__Document passage__.
***

By the time Ageia released their product, we were a year or two after Half-Life 2. A game that built it's game on interacting with its physics engine more than any game that implemented PhysX aside of techdemos, and it ran fine with a single core CPU and a budget graphics card.

HL2 physics were pretty basic. A few years later, you had games like Ghost Recon: Advanced Warfighter, Mirror's Edge and the Batman Arkham series, all of which used PhysX to create some effects that are impressive even today.

Last year, there was a big uproar because Nvidia removed 32-bit PhysX support from their RTX 5000 series, which made some of those games crawl even on a Ryzen 9800X3D, when using the CPU for rendering the effects. They eventually released a fix or wrapper which allowed this to work on their latest GPUs. Before that fix, the difference was huge, as shown in this video.

***

__Provided records__.
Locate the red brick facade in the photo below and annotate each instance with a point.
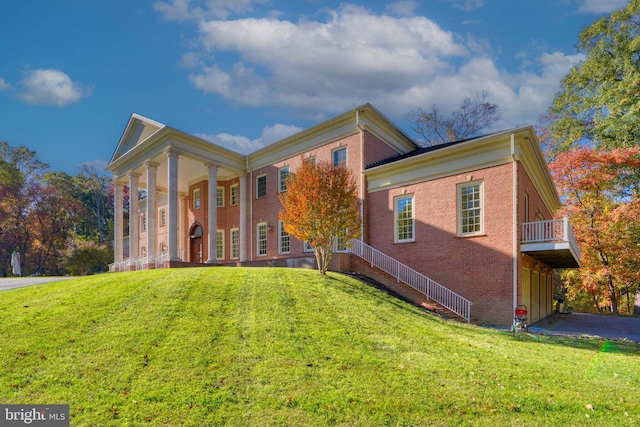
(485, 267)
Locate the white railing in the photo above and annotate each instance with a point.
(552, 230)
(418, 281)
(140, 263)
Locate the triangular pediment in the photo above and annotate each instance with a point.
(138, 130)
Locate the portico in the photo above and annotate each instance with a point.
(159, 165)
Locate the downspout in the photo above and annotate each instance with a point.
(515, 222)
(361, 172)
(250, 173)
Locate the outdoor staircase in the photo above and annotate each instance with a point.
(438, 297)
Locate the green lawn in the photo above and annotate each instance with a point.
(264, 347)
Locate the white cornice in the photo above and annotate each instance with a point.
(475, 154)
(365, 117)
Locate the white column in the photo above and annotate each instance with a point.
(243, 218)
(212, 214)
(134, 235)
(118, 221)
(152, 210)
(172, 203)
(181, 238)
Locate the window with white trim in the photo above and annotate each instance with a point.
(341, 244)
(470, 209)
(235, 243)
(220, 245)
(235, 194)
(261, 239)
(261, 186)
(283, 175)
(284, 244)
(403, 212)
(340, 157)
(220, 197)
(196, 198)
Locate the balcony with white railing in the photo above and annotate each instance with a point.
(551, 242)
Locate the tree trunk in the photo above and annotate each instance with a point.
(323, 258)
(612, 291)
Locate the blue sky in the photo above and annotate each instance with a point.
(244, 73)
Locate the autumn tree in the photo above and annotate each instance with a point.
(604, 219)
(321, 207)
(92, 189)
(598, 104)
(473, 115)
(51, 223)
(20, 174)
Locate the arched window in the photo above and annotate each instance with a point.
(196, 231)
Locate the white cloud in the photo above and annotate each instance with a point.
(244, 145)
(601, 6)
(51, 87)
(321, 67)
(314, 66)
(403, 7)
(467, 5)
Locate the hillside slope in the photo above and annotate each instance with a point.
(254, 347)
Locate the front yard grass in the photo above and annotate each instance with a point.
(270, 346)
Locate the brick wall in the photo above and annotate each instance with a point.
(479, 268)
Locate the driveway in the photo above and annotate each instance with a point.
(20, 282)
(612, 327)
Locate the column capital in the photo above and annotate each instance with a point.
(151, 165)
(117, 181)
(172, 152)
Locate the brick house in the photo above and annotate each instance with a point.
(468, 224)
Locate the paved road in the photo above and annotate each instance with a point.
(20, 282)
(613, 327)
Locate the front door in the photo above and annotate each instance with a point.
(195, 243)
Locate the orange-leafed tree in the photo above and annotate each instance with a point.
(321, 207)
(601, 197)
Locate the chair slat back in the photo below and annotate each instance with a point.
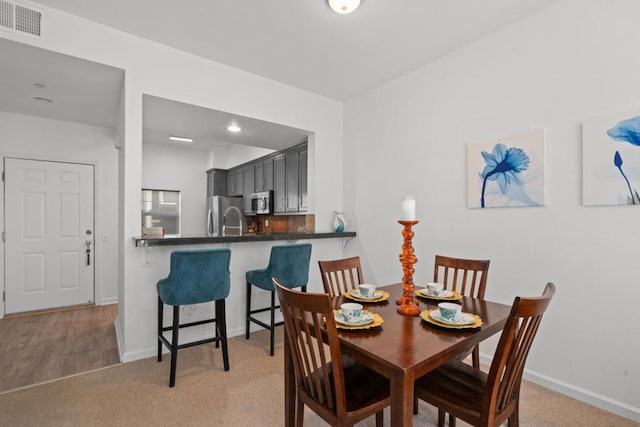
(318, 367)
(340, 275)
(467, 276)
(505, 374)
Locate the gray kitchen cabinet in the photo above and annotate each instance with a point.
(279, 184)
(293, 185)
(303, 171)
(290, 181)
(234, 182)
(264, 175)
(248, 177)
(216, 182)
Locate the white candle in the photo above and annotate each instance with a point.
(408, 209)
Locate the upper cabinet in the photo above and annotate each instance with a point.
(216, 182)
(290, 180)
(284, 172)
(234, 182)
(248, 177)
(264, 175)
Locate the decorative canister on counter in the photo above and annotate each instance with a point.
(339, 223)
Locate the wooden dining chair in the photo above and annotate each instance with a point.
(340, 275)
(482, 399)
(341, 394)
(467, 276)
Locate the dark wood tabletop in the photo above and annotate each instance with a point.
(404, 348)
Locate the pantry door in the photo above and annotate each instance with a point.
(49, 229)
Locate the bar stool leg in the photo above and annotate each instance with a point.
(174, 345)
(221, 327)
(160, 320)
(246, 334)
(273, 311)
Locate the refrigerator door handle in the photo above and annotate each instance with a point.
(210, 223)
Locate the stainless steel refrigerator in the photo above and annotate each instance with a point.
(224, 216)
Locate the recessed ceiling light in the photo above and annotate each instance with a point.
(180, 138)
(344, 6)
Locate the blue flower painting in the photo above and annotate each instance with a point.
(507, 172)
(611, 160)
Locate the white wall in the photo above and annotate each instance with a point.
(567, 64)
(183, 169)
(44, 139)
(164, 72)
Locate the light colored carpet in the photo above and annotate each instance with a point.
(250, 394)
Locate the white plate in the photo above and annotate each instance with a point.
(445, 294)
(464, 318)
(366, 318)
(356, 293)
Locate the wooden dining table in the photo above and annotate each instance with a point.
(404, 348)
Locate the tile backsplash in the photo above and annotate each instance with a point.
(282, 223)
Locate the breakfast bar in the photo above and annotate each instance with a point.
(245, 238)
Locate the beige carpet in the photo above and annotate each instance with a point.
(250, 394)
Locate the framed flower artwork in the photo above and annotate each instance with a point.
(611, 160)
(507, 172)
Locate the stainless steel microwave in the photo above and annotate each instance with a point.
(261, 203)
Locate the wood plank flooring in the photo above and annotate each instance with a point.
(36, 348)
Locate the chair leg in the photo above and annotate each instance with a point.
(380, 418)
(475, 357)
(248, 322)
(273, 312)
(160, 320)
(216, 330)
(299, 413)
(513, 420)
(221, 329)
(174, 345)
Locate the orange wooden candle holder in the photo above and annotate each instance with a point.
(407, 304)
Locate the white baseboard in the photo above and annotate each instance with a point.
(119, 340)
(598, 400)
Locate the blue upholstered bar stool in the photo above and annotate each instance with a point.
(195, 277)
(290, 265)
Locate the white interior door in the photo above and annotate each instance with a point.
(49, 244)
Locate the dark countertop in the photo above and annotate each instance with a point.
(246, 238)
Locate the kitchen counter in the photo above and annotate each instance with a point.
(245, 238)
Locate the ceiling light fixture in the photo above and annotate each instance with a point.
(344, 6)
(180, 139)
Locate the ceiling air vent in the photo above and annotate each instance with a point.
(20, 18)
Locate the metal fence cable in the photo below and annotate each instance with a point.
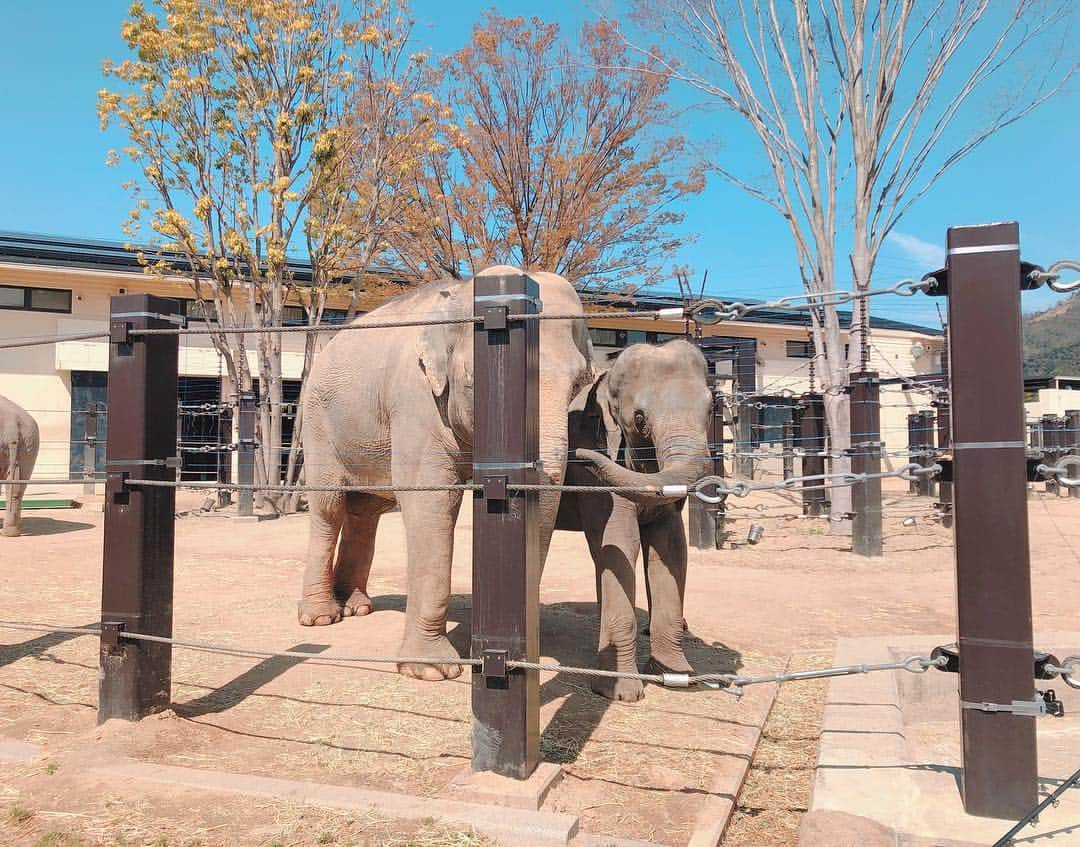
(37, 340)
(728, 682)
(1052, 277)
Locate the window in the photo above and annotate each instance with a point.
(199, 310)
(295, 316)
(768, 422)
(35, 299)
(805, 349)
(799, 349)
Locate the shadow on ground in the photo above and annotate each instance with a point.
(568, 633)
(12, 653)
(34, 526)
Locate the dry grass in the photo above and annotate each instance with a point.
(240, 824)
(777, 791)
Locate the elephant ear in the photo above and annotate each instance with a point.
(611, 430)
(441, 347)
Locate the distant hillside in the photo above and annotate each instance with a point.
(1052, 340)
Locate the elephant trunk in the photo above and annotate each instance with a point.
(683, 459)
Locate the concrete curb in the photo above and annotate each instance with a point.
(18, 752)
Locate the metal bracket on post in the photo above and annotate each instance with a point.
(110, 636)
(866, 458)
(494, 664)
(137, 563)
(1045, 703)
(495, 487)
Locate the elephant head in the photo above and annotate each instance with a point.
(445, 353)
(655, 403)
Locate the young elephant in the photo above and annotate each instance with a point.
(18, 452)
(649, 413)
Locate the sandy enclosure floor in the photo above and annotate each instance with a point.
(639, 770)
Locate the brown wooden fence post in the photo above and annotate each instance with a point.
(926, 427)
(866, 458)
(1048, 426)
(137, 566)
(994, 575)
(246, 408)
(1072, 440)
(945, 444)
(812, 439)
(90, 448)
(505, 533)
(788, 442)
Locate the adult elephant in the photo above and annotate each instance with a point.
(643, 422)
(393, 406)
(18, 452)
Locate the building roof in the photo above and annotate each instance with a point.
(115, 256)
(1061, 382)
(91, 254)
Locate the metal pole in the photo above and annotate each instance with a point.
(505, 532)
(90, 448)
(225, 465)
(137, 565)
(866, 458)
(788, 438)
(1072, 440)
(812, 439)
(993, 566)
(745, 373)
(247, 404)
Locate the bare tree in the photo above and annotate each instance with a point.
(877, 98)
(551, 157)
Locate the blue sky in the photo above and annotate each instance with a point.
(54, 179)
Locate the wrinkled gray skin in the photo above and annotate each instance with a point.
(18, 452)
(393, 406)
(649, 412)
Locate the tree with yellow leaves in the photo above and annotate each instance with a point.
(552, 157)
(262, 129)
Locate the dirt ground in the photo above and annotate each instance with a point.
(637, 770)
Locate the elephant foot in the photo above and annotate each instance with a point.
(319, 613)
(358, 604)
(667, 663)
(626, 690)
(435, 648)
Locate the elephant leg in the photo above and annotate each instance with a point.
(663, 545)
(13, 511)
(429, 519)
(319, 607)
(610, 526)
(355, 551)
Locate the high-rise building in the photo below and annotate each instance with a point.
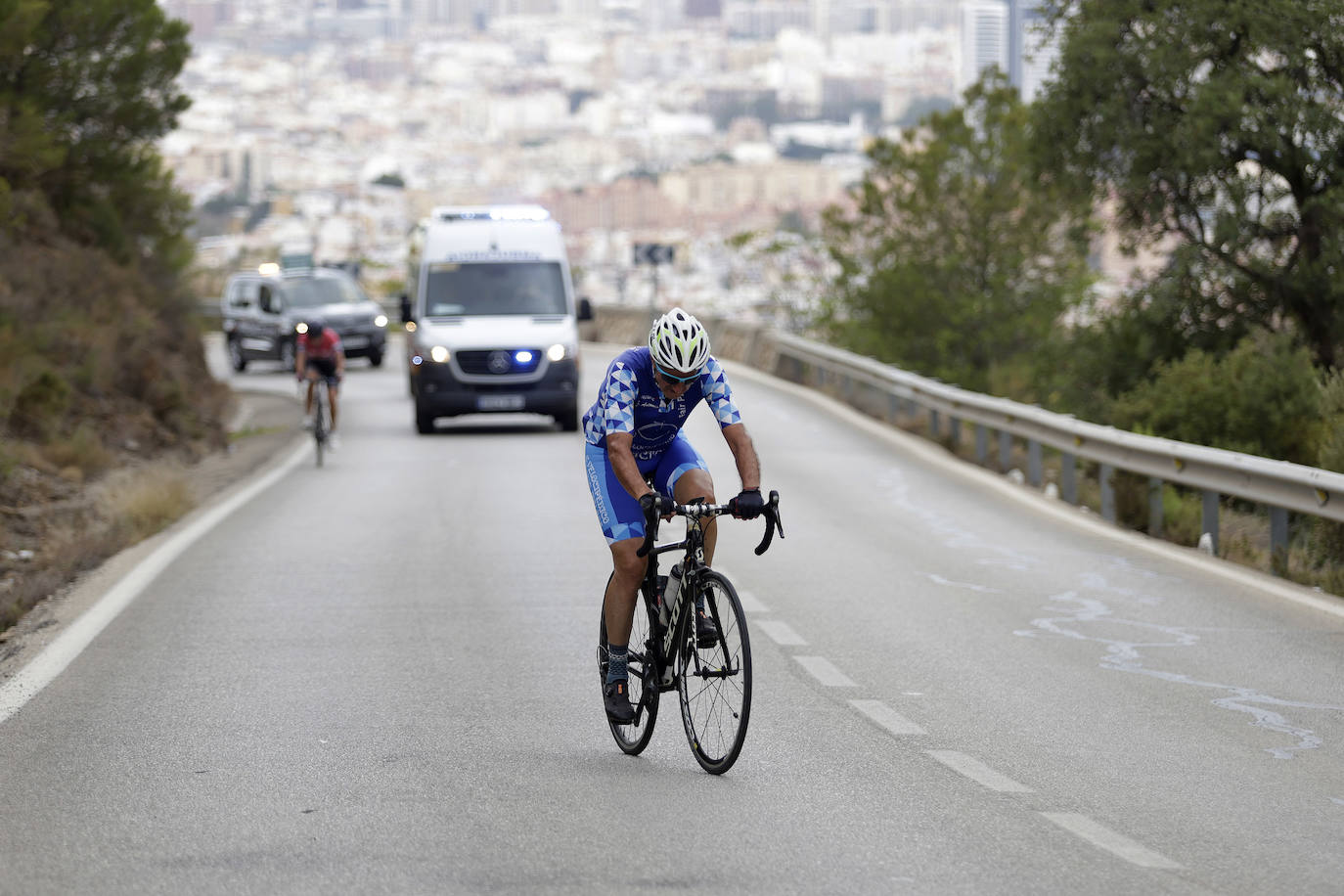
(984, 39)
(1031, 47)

***

__Exercise requirements__.
A – Name every game or game series mentioned in the PhysX passage above.
B – Answer these questions using the PhysX passage above:
(i) With what hardware did Half-Life 2 run fine?
(ii) What did Nvidia remove from its RTX 5000 series?
(iii) Which CPU is named as one on which some games crawled?
C – Reproduce the part of the PhysX passage that begins at the words "HL2 physics were" and stops after the words "in this video.".

__Solved problems__.
A –
Half-Life 2
Ghost Recon: Advanced Warfighter
Mirror's Edge
the Batman Arkham series

B –
(i) A single core CPU and a budget graphics card.
(ii) 32-bit PhysX support.
(iii) The Ryzen 9800X3D.

C –
HL2 physics were pretty basic. A few years later, you had games like Ghost Recon: Advanced Warfighter, Mirror's Edge and the Batman Arkham series, all of which used PhysX to create some effects that are impressive even today.

Last year, there was a big uproar because Nvidia removed 32-bit PhysX support from their RTX 5000 series, which made some of those games crawl even on a Ryzen 9800X3D, when using the CPU for rendering the effects. They eventually released a fix or wrapper which allowed this to work on their latest GPUs. Before that fix, the difference was huge, as shown in this video.